To then obtain the text, we use the Tika module in Behemoth which extracts the text from the documents in a Behemoth sequence file.

hadoop jar ./behemoth-tika-*-job.jar com.digitalpebble.behemoth.tika.TikaDriver -i test-crawlpdf/* -o crawlpdf-Tika

Now, we again inspect the corpus and see the extracted text content (omitting the parameter -c)

Output after extracting the text content:

url: http://www.harrahsrincon.com/images/non_image_assets/RIN_New_spa_menu_web.pdf
contentType: application/pdf
Text:

777 Harrah’s Rincon Way  
Valley Center, CA 92082  

760-751-7709
www.harrahsrincon.com

Prices, hours of operation and treatments are subject to change.
Must be 21 or older to gamble. 



While Tika extracts the text content, it also generates annotations representing the original markup of a document (if present) and its metadata, which can be displayed with the parameters -m and -a.

Filtering on Language

Since, for the sake of argument,  we are only interested in the English documents in the corpus, we need to filter out all those which are in a different language. The language identification module uses the LangDetect library (http://code.google.com/p/language-detection/) to identify and add language IDs to each document.

We identify the language with:

(1) hadoop jar ./behemoth-lang*job.jar com.digitalpebble.behemoth.languageidentification.LanguageIdDriver -i crawlpdf-Tika -o crawlpdf-Tika-lang
 

From the command line output or the hadoop jobtracker, one can see the distribution of languages in a corpus: 




Then we can filter on the language ID, in this case 'en' - for  English.

After having identified the languages, the filtering can be done either by using the CorpusFilter from the core module:

hadoop jar behemoth-core*-SNAPSHOT-job.jar com.digitalpebble.behemoth.util.CorpusFilter -D document.filter.md.keep.lang=en -i crawlpdf-Tika-lang -o crawlpdf-Tika-EN

Note that we could have done the same as part of the language identification step with :

(2) hadoop jar behemoth-lang*-SNAPSHOT-job.jar com.digitalpebble.behemoth.languageidentification.LanguageIdDriver -D document.filter.md.keep.lang=en -i crawlpdf-Tika -o crawlpdf-Tika-EN

If you are only interested in filtering, the first step shown here is optional - the identification and filtering can be done in one step as shown in (2). The corresponding jobtracker output would look like this: 

 

Clustering


Having filtered out all unwanted documents, we create the vectors representing the Behemoth documents, thanks to the resources in the Mahout module : 


hadoop jar ./behemoth-mahout*job.jar com.digitalpebble.behemoth.mahout.SparseVectorsFromBehemoth -i crawlpdf-Tika-EN -o crawl-pdf-vec --namedVector
 

Having successfully finished the preprocessing and vector generation with Behemoth, we now change to Mahout (available here) to do the clustering.

Using kmeans clustering in Mahout, there are two ways of generating the initial clusters:


1) One can specify the desired number of output clusters and the initial centroids are generated as a first step in kmeans. This will probably be best, if you do not know your data very well, but do know how many clusters you want to have in the end.

Entries provided:
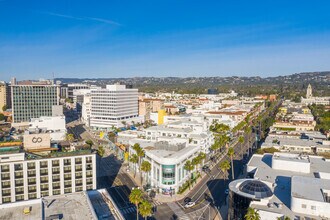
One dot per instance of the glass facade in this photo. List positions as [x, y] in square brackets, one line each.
[168, 174]
[33, 102]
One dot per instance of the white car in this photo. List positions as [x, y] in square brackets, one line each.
[189, 204]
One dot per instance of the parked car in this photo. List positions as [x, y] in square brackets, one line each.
[186, 200]
[189, 204]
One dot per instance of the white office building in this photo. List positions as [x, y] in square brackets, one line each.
[27, 176]
[55, 126]
[114, 105]
[283, 185]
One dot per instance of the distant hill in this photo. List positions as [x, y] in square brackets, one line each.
[291, 84]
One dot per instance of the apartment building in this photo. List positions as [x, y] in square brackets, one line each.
[114, 105]
[4, 95]
[26, 176]
[32, 99]
[283, 185]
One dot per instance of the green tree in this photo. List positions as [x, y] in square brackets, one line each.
[241, 140]
[69, 137]
[224, 167]
[139, 152]
[145, 209]
[136, 197]
[4, 108]
[2, 117]
[188, 166]
[89, 142]
[231, 153]
[146, 168]
[135, 160]
[252, 214]
[100, 151]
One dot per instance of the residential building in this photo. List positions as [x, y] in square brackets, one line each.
[115, 106]
[283, 185]
[167, 159]
[4, 88]
[309, 100]
[26, 176]
[55, 126]
[32, 99]
[149, 105]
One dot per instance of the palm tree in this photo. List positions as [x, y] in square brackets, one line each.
[202, 157]
[252, 214]
[134, 159]
[136, 197]
[231, 153]
[145, 208]
[139, 152]
[145, 167]
[224, 167]
[189, 167]
[241, 140]
[69, 137]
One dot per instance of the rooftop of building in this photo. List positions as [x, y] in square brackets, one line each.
[68, 206]
[280, 141]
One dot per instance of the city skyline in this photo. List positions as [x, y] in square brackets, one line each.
[109, 39]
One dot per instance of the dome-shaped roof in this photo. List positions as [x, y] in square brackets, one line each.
[256, 188]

Task set:
1. Answer these questions using the Behemoth tutorial text:
(a) Which library does the language identification module use?
(b) What language ID is used to keep only English documents?
(c) Which Mahout clustering method does the text describe for generating initial clusters?
2. Rewrite part of the records as a Markdown table with the columns Line and Entry, numbering the rows and leaving out blank lines. Include everything from the line containing "One dot per instance of the green" down to the end of the records.
The text and the records are unrelated material.

Results of the tasks:
1.
(a) LangDetect
(b) 'en'
(c) kmeans

2.
| Line | Entry |
|---|---|
| 1 | One dot per instance of the green tree in this photo. List positions as [x, y] in square brackets, one line each. |
| 2 | [241, 140] |
| 3 | [69, 137] |
| 4 | [224, 167] |
| 5 | [139, 152] |
| 6 | [145, 209] |
| 7 | [136, 197] |
| 8 | [4, 108] |
| 9 | [2, 117] |
| 10 | [188, 166] |
| 11 | [89, 142] |
| 12 | [231, 153] |
| 13 | [146, 168] |
| 14 | [135, 160] |
| 15 | [252, 214] |
| 16 | [100, 151] |
| 17 | One dot per instance of the residential building in this photo. List positions as [x, y] in square brackets, one line each. |
| 18 | [115, 106] |
| 19 | [283, 185] |
| 20 | [167, 159] |
| 21 | [4, 88] |
| 22 | [309, 100] |
| 23 | [26, 176] |
| 24 | [55, 126] |
| 25 | [32, 99] |
| 26 | [149, 105] |
| 27 | One dot per instance of the palm tree in this photo. List positions as [x, y] in square brackets, one line each. |
| 28 | [202, 157] |
| 29 | [252, 214] |
| 30 | [134, 159] |
| 31 | [136, 197] |
| 32 | [231, 153] |
| 33 | [145, 208] |
| 34 | [139, 152] |
| 35 | [145, 167] |
| 36 | [224, 167] |
| 37 | [189, 167] |
| 38 | [241, 140] |
| 39 | [69, 137] |
| 40 | One dot per instance of the rooftop of building in this photo. List positions as [x, y] in square brackets, one line each. |
| 41 | [68, 206] |
| 42 | [280, 141] |
| 43 | One dot per instance of the city skyline in this photo. List positions as [x, y] in square brackets, one line each. |
| 44 | [109, 39] |
| 45 | One dot per instance of the dome-shaped roof in this photo. List positions as [x, y] in square brackets, one line each. |
| 46 | [256, 188] |